=== Quelle ===
==*==

Bergradlerin schrieb:


> Nicht bei mir, bei Susanne!



Och nööö, ich find mich auch net soo umwerfend, ich kann halt bissl so Kram. 

@ferkelmann, wegen Sattel: Ich mag den NT1 von Selle Italia ganz gern. Ist lang, hat ne richtig breite Nase, keine blöden Kanten wo man hängenbleiben könnte und rutscht gut. Geniales Teil ums Bike per Knie zu dirigieren wo nötig.

Grüßle!
das Waldhuhn Susanne


----------



## MTB-News.de




----------



## starlit (7. Januar 2010)

DH-Queen schrieb:


> ähm, Hi, ich bin neu hier, das mit dem Comer See scheint ja schon ziemlich ausdiskutiert worden zu sein, aber vielleicht habt ihr ja doch noch Platz, ich wäre auf jeden Fall gerne dabei, meine bergauf Kondition ist im Augenblick noch nicht die Beste, aber ich arbeite dran, bergab bin ich ganz zufrieden (den Profilnamen sollte man trotzdem nicht allzu ernst nehmen



Das Comer See Event findet nicht statt.
Ich war mit Gina in Mailkontakt, habe dann aber keine Antworten mehr bekommen.


----------



## DH-Queen (7. Januar 2010)

echt Schade, bin schon am Gardasee gefahren, Lago Maggiore war ich auch schon, aber Comer See hat mir noch gefehlt (sozusagen) - ach ja, Finale Ligure kann ich auch nur empfehlen, die haben da ein paar richtig gute Touren http://www.finalefreeride.net/ (ohne jetzt Werbung machen zu wollen  Falls Ihr es Euch noch anders überlegt, ich wäre dabei!


----------



## Nuala (7. Januar 2010)

@ ferkelmann: Ich fahre von Specialized den Format Sattel, http://www.specialized.com/de/de/bc/SBCEqProduct.jsp?spid=47837&menuItemId=8499&eid=5007. Das ist allerdings kein Frauensattel. Bin vorher den Terry den Damselfly Saddle http://www.terrybicycles.com/saddles/womens/detail/21635/current/damselfly-saddle-1 gefahren, das ist ein Frauensattel, der mir aber zu breit war. Am besten Sitzknochen ausmessen (auf Wellpappe setzen, schauen wo die Abdrücke sind und dann den Abstand ausmessen) und dann nach einem passenden Sattel suchen.


----------



## Ferkelmann (7. Januar 2010)

Das mit der Wellpappe ist klar.. Dachte (denke) aber, daß sich Frauensättel nicht nur in der Breite für die Sitzhöcker unterscheiden.
Sie fährt ja ab und zu mit einem meiner Hobel und ihr Becken ist nicht breiter als meines. Trotzdem klagt sich immer über Poposchmerzen.
Naja, vielleicht fährt sie auch zu selten, bzw. noch nicht lange genug..


----------



## Bergradlerin (7. Januar 2010)

starlit schrieb:


> Das Comer See Event findet nicht statt.
> Ich war mit Gina in Mailkontakt, habe dann aber keine Antworten mehr bekommen.

==*==

=== Aufgabe 1 ===
Wie lässt sich laut dem Forenverlauf der Abstand der Sitzknochen ermitteln?
=== Aufgabe 2 ===
Schreibe den Forenverlauf im Anschluss an seinen letzten Beitrag weiter.

=== Bereitgestellte Daten ===

==*==

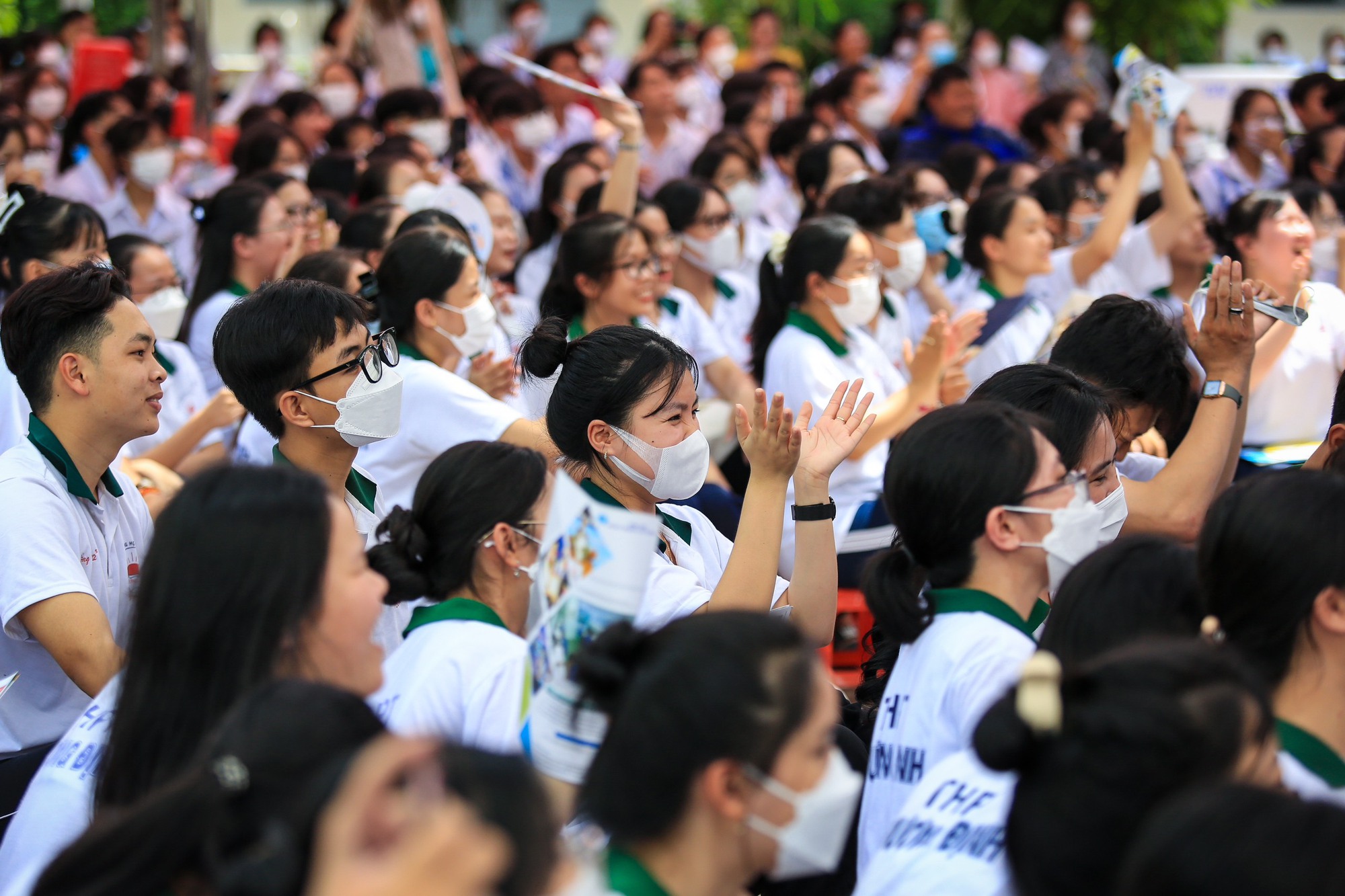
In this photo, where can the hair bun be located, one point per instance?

==*==

=== Lösung 1 ===
Man setzt sich auf Wellpappe, sucht die Abdrücke und misst dann deren Abstand.

=== Lösung 2 ===
Ich habe keine Antwort mehr bekommen! Komisch... Warum schreibst Du mir denn nicht einfach eine PN? Als pflichtbewusste    Moderatorin schaue ich eigentlich täglich hier rein! Allerdings ging es mir eine Zeitlang gesundheitlich nicht gut. Ist halt manchmal so in meiner Situation...

Neustart?


----------



## Bergradlerin (7. Januar 2010)

DH-Queen schrieb:


> echt Schade, bin schon am Gardasee gefahren, Lago Maggiore war ich auch schon, aber Comer See hat mir noch gefehlt (sozusagen) - ach ja, Finale Ligure kann ich auch nur empfehlen, die haben da ein paar richtig gute Touren http://www.finalefreeride.net/ (ohne jetzt Werbung machen zu wollen  Falls Ihr es Euch noch anders überlegt, ich wäre dabei!



Finale steht bei Claudia und mir voraussichtlich Anfang Mai an! Wir müssen nicht allein fahren...


----------



## DH-Queen (7. Januar 2010)

cool, wird das hier dann doch noch was?


----------



## Bergradlerin (7. Januar 2010)

Ferkelmann schrieb:


> Hier die Frage: Welche Sättel habt Ihr denn so und wie seid Ihr damit zufrieden??



Am Enduro fahre ich den 612er von SQlab. Am Hardtail einen echten Raceknüppel (Damenmodell) und am Renner einen Vitesse. Fazit meinerseits nach 20 Jahren Radsport: Jedes Bike braucht einen passenden Sattel. Und jeder Hintern auch. Ausprobieren!


----------



## Bergradlerin (7. Januar 2010)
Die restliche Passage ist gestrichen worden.